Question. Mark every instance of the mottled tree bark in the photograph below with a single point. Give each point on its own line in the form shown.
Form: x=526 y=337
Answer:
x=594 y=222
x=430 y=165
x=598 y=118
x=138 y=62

Task description
Write out the records again so that each line matches the original exactly.

The answer
Question. Mark every instance of the mottled tree bark in the photograph below with a single point. Give each point on its own line in the form shown.
Form: x=526 y=337
Answer:
x=594 y=222
x=430 y=165
x=598 y=118
x=138 y=62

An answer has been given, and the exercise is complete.